Segment Start: Provided records

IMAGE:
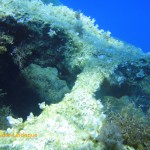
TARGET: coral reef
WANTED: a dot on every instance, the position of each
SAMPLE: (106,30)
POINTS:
(86,79)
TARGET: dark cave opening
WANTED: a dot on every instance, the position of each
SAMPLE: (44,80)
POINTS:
(21,99)
(45,51)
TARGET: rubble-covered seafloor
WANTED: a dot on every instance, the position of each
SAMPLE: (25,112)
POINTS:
(92,88)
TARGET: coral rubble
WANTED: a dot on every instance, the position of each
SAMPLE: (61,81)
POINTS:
(79,72)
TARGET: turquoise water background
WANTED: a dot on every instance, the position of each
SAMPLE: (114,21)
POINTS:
(127,20)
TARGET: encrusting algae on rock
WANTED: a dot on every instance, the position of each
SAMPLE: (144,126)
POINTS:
(68,62)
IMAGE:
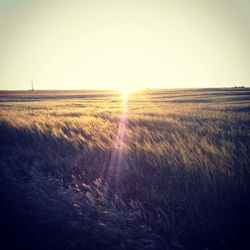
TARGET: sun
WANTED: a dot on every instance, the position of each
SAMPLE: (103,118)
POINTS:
(125,90)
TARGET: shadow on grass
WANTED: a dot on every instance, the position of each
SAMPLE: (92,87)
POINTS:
(52,198)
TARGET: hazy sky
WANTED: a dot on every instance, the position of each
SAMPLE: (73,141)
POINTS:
(77,44)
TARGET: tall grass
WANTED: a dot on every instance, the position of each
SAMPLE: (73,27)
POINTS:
(183,182)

Segment End: Provided records

**Your assignment**
An exact copy of all the data above is required; omit any pictures.

**Reply to the exercise**
IMAGE:
TARGET: coral reef
WANTED: a dot on every instance, the position of each
SAMPLE: (106,30)
POINTS:
(86,79)
TARGET: dark cave opening
WANTED: a dot on every instance, the position of each
SAMPLE: (44,80)
POINTS:
(21,99)
(45,51)
TARGET: rubble-covered seafloor
WANTED: a dot on every instance, the position of each
SAMPLE: (25,112)
POINTS:
(92,88)
TARGET: coral rubble
WANTED: a dot on every instance, the position of each
SAMPLE: (61,81)
POINTS:
(79,72)
TARGET: turquoise water background
WANTED: a dot on every instance, the position of each
SAMPLE: (114,21)
POINTS:
(127,20)
TARGET: encrusting algae on rock
WANTED: a dot on every instance, the position of each
SAMPLE: (144,126)
POINTS:
(68,62)
IMAGE:
TARGET: sun
WANTED: a dot on every instance, the position of each
SAMPLE: (103,118)
POINTS:
(125,90)
TARGET: shadow on grass
WANTED: a dot on every instance, the position of each
SAMPLE: (92,87)
POINTS:
(52,198)
TARGET: hazy sky
WANTED: a dot on every instance, the position of each
SAMPLE: (73,141)
POINTS:
(77,44)
TARGET: tall grass
WANTED: a dot on every instance, the position of each
SAMPLE: (73,27)
POINTS:
(183,182)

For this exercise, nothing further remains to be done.